Work item
Please reproduce the entries below exactly from the line holding "Target: dark blurred background" through the last line, both included, and omit any pictures.

··· Input data ···

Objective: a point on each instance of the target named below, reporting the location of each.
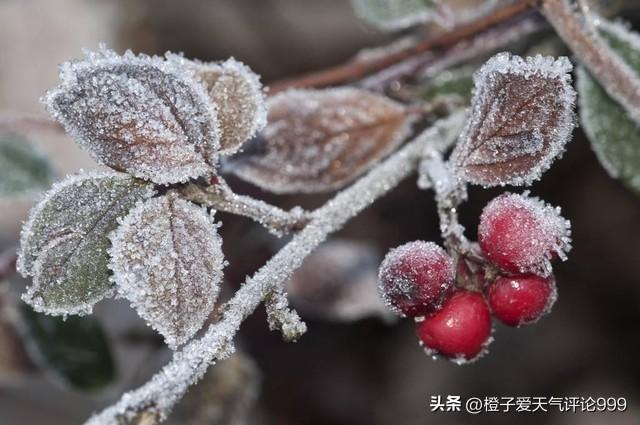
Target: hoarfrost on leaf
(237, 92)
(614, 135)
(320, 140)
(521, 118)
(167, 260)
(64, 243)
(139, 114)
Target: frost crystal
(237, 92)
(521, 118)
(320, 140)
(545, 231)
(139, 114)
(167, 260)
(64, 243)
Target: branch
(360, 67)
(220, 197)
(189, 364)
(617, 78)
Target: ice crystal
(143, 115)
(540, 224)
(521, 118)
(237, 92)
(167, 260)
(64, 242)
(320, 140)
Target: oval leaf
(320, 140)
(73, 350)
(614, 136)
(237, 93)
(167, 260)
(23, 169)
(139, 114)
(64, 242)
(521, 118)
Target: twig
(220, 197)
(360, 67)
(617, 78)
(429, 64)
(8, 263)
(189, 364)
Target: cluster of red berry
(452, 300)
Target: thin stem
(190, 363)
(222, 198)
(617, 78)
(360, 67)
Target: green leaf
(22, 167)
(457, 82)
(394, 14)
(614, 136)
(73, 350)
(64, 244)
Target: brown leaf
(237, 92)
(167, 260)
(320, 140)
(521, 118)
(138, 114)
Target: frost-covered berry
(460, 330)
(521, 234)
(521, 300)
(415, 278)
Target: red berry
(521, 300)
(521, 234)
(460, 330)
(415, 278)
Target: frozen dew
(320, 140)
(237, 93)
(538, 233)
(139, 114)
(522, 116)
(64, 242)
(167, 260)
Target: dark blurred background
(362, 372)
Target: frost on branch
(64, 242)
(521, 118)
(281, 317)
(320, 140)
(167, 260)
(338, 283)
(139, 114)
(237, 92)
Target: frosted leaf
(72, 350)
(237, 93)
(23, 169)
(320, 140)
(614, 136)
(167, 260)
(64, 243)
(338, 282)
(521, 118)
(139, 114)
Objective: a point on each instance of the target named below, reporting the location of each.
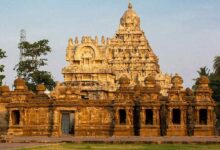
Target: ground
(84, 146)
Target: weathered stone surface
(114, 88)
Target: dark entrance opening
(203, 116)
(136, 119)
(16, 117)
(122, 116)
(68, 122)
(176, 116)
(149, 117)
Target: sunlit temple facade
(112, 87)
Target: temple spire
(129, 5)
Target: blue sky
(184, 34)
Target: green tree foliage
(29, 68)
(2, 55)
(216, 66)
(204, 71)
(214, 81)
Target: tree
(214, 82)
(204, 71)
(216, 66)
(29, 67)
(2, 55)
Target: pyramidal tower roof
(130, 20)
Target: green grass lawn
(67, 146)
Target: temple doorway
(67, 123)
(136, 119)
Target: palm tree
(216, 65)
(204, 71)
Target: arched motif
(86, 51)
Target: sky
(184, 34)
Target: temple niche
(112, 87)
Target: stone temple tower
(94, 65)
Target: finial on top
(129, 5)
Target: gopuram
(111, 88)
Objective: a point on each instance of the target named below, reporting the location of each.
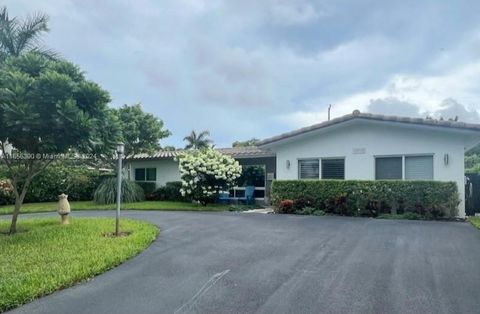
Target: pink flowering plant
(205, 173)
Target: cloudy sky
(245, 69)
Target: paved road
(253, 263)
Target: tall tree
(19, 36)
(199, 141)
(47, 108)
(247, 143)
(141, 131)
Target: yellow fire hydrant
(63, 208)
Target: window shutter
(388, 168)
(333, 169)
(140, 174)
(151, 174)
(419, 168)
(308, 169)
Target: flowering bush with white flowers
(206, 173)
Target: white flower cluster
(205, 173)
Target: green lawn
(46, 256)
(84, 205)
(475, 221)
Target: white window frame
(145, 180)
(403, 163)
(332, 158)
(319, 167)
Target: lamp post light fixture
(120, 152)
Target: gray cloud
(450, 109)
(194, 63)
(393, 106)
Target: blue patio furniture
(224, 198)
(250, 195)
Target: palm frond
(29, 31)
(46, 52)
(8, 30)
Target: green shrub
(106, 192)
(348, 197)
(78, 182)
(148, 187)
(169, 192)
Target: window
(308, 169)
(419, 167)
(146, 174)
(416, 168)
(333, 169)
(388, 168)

···

Result of this task
Target: dark blurred background
(362, 372)
Target: frost on branch
(64, 242)
(521, 118)
(281, 317)
(320, 140)
(167, 260)
(338, 283)
(139, 114)
(237, 92)
Target: frosted leaf
(72, 350)
(237, 93)
(23, 169)
(320, 140)
(614, 136)
(167, 260)
(64, 243)
(338, 282)
(521, 118)
(139, 114)
Objective: a point on each instance of the target named below, reporting the location of each.
Target: ground
(84, 146)
Target: weathered stone surface
(114, 88)
Target: dark entrance opening
(203, 116)
(136, 119)
(16, 117)
(122, 116)
(68, 122)
(176, 116)
(149, 117)
Target: sunlit temple facade
(112, 87)
Target: temple spire
(129, 5)
Target: blue sky
(184, 34)
Target: green tree foliage
(29, 68)
(2, 55)
(216, 66)
(204, 71)
(214, 81)
Target: tree
(214, 82)
(204, 71)
(216, 66)
(29, 67)
(2, 55)
Target: pyramidal tower roof
(130, 20)
Target: green grass lawn
(67, 146)
Target: temple doorway
(67, 123)
(136, 119)
Target: palm tree
(216, 65)
(204, 71)
Target: arched motif
(86, 51)
Target: sky
(184, 34)
Target: temple niche
(112, 87)
Target: stone temple tower
(94, 65)
Target: finial on top
(129, 5)
Target: gopuram
(111, 88)
Objective: a point on each instance of the target named below, reporting the location of each.
Target: pink flowering plant
(205, 173)
Target: cloudy sky
(245, 69)
Target: paved road
(253, 263)
Target: tall tree
(19, 36)
(199, 141)
(47, 108)
(247, 143)
(141, 131)
Target: yellow fire hydrant
(63, 208)
Target: window shutter
(388, 168)
(333, 169)
(140, 174)
(151, 174)
(419, 168)
(308, 169)
Target: flowering bush with white flowers
(206, 173)
Target: white flower cluster
(205, 173)
Target: green lawn
(46, 256)
(84, 205)
(475, 221)
Target: white window frame
(145, 180)
(403, 163)
(332, 158)
(319, 167)
Target: lamp post light fixture
(120, 152)
Target: gray cloud
(450, 109)
(194, 63)
(393, 106)
Target: blue patio furniture
(224, 198)
(250, 195)
Target: palm frond
(29, 31)
(46, 52)
(8, 30)
Target: green shrub
(106, 192)
(348, 197)
(78, 182)
(148, 187)
(169, 192)
Target: window
(308, 169)
(419, 167)
(146, 174)
(416, 168)
(333, 169)
(388, 168)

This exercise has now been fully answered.